* [EXTRAIT FOURNI]
◇ ◇ ◇ ◇ ◇ ◇ ◇

Mis à jour 26/04/2018 à 10:02 GMT+2

Suite à l’annonce du départ de son manager, on nous promettait un accueil chaleureux contre West Ham et un chemin de croix transformé en procession jusqu’à son dernier match. Mais la réalité est très éloignée et révèle surtout un homme meurtri et poussé vers la sortie.

Arsene Wenger

Crédit: Getty Images

On se souviendra tous de ce qu’on faisait le jour où Arsène Wenger a annoncé son départ d’Arsenal. Quand je dis "on", je fais référence à ceux qui, comme moi, ont suivi, de près ou de loin, et chéri, de près ou de loin, l’épopée des Gunners et de leur entraineur français. Qu’on aime ou pas Arsène Wenger, vingt-deux ans sur le banc d’un même club, qui plus est étranger, ce n’est pas rien. C’est même exceptionnel. Grâce à Canal Plus, le football anglais, ses belles pelouses quadrillées et Arsenal sont entrés dans mon salon, peu après le Manchester United de Cantona, et il n’en est jamais réellement sorti grâce ou à cause du technicien français qui a longtemps entretenu l’exception culturelle de ce club.

◇ ◇ ◇ ◇ ◇ ◇ ◇

Rédigez la suite de l'article sur le départ d'Arsène Wenger d'Arsenal, en commençant juste après sa dernière phrase. Les lignes qui suivent n'ont aucun lien avec l'article sur Arsène Wenger.

* [LIGNES EXTRAITES]

◇ ◇ ◇ ◇ ◇ ◇ ◇

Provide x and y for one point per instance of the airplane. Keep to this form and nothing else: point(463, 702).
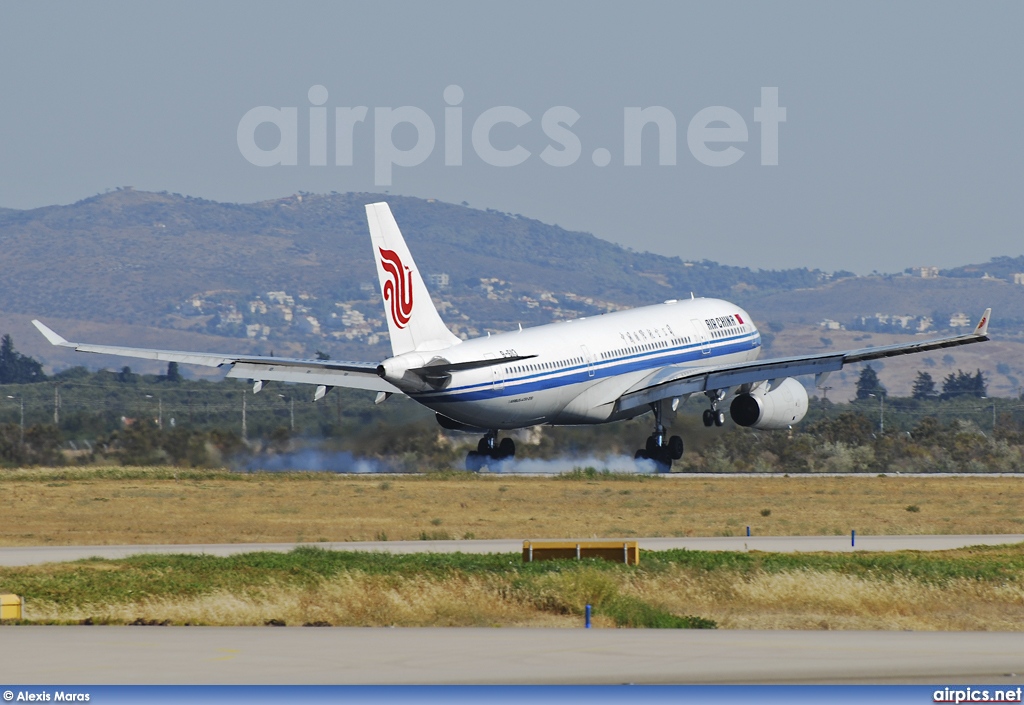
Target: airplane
point(585, 371)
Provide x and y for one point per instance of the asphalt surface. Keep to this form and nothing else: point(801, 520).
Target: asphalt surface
point(87, 655)
point(31, 555)
point(336, 655)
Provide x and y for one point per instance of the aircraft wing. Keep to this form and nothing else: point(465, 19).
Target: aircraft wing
point(677, 380)
point(321, 372)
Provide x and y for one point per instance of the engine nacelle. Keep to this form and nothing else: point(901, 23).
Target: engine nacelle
point(780, 407)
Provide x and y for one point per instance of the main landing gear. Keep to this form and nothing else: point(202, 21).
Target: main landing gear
point(714, 416)
point(658, 448)
point(489, 450)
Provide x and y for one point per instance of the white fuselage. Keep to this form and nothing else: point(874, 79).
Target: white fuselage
point(582, 367)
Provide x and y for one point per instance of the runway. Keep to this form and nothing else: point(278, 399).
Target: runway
point(31, 555)
point(298, 655)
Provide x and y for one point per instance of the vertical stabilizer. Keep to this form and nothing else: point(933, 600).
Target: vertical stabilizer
point(412, 319)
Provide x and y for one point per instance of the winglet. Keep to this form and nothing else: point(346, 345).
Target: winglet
point(982, 328)
point(51, 336)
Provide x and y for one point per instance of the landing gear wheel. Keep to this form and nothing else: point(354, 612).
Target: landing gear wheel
point(663, 460)
point(474, 461)
point(652, 448)
point(506, 449)
point(675, 448)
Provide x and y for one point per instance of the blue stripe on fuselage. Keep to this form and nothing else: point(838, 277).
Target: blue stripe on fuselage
point(536, 381)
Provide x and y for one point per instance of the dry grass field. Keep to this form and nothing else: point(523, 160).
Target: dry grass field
point(151, 506)
point(967, 589)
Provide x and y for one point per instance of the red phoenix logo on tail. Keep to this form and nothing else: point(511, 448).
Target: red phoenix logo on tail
point(398, 289)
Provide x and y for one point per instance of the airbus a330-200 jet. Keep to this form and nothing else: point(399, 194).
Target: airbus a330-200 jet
point(590, 370)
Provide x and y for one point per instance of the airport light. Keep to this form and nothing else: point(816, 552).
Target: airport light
point(291, 409)
point(20, 401)
point(882, 412)
point(160, 410)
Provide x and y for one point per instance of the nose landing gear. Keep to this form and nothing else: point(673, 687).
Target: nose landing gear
point(489, 450)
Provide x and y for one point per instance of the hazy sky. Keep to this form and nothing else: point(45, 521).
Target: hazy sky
point(902, 142)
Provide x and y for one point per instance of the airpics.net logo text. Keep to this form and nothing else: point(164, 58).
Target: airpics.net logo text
point(712, 134)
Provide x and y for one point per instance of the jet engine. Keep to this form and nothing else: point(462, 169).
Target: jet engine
point(779, 407)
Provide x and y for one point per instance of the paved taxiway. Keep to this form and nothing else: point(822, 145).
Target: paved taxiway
point(337, 655)
point(30, 555)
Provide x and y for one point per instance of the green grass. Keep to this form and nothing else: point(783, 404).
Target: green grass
point(990, 564)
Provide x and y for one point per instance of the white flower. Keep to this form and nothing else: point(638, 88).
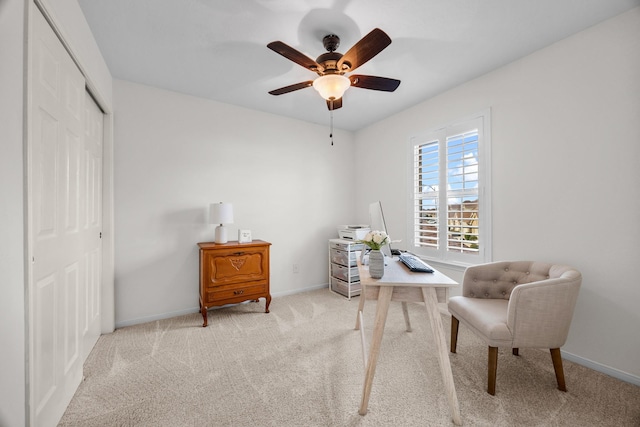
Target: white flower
point(375, 239)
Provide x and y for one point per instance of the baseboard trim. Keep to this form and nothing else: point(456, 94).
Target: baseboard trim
point(168, 315)
point(607, 370)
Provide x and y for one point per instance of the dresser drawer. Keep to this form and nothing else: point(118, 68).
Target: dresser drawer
point(228, 293)
point(234, 266)
point(348, 259)
point(342, 272)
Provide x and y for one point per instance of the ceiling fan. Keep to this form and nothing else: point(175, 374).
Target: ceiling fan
point(332, 66)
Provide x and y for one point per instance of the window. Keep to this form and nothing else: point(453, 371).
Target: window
point(450, 198)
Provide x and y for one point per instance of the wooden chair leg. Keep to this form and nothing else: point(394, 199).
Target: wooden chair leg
point(455, 323)
point(556, 357)
point(493, 368)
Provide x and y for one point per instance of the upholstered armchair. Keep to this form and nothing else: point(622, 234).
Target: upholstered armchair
point(519, 304)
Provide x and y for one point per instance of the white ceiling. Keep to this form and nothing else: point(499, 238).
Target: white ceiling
point(216, 49)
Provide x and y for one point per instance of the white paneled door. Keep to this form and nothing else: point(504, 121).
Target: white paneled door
point(65, 193)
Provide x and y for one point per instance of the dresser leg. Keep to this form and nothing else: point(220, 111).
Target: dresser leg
point(268, 298)
point(203, 310)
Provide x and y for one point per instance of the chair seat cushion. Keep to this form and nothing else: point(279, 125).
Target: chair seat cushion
point(487, 317)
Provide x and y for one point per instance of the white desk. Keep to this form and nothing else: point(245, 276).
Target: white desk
point(400, 284)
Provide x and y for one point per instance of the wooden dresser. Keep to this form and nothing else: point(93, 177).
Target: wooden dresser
point(233, 272)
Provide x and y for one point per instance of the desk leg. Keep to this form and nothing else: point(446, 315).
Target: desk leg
point(405, 311)
point(382, 308)
point(363, 297)
point(431, 301)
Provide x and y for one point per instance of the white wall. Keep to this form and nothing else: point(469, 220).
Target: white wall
point(176, 154)
point(566, 147)
point(12, 302)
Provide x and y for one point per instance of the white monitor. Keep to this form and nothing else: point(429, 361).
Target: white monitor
point(376, 222)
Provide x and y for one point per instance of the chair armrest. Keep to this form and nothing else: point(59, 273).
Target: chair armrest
point(539, 314)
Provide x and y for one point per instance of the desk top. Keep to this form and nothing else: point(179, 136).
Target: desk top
point(397, 274)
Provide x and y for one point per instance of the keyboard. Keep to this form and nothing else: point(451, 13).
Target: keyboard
point(415, 264)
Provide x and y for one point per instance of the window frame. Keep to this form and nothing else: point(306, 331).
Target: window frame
point(441, 254)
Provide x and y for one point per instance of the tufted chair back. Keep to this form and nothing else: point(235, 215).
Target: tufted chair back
point(517, 304)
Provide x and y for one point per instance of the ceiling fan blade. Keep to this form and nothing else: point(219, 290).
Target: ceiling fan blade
point(368, 47)
point(291, 88)
point(374, 82)
point(334, 104)
point(293, 55)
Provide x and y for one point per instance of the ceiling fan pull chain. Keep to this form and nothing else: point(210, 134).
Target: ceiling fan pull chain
point(331, 116)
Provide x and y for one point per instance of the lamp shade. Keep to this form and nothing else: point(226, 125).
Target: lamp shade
point(221, 213)
point(331, 86)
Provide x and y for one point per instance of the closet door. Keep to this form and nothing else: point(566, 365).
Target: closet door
point(64, 194)
point(91, 202)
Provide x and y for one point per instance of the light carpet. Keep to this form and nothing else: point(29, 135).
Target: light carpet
point(301, 365)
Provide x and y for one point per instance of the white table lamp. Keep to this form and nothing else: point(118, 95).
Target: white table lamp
point(221, 213)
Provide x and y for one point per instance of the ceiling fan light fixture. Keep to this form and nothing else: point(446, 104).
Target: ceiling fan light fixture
point(331, 86)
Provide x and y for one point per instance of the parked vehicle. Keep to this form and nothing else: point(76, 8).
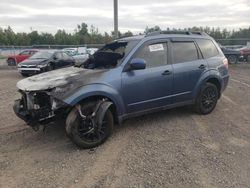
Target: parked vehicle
point(245, 54)
point(13, 60)
point(80, 58)
point(126, 78)
point(45, 60)
point(70, 51)
point(91, 51)
point(231, 54)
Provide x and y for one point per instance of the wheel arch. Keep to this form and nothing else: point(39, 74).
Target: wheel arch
point(211, 77)
point(97, 92)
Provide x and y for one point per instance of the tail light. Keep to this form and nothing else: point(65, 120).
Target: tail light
point(225, 62)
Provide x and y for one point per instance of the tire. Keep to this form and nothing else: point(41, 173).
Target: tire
point(232, 59)
point(50, 67)
point(11, 62)
point(248, 58)
point(78, 129)
point(207, 99)
point(24, 75)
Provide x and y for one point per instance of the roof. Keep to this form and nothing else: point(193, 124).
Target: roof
point(168, 34)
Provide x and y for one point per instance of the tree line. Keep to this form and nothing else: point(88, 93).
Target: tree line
point(91, 35)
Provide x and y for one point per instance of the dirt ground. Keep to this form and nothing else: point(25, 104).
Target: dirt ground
point(174, 148)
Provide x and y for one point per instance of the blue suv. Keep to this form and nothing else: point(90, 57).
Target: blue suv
point(126, 78)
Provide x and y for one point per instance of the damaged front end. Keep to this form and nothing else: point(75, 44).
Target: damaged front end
point(39, 107)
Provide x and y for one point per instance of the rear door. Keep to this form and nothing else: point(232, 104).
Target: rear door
point(188, 67)
point(151, 87)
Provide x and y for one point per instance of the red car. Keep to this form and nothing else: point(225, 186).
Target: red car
point(15, 59)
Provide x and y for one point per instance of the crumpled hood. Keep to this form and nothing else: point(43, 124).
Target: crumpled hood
point(60, 77)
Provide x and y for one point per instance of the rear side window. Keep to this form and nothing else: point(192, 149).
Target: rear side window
point(184, 52)
point(154, 54)
point(208, 48)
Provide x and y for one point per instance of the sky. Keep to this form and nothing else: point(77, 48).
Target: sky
point(134, 15)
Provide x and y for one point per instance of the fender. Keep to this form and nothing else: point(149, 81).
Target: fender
point(213, 73)
point(97, 90)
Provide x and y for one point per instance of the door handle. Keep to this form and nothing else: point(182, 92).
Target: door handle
point(202, 66)
point(167, 72)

◇ ◇ ◇ ◇ ◇ ◇ ◇

* [RÉPONSE FINALE]
Arsenal faisait partie du paysage français au point d’être parfois surnommé le 21e club du championnat de France étant donné le nombre de joueurs français passés chez les Gunners. Arsenal c’étaient les Canonniers, cette équipe puissante, rapide, athlétique, offensive, ce jeu qui traversait le terrain en quelques passes. C’étaient Petit, Vieira, Anelka, Bergkamp, Henry, Pires, Wiltord. C’était son petit stade de Highbury. C’étaient les" Invincibles". Une manière de jouer qui a incarné la première décennie de son manager avant de laisser place à un jeu de possession plus lent avec des profils plus techniques (Fabregas, Hleb, Rosicky, Nasri, Arshavine, Cazorla, Özil).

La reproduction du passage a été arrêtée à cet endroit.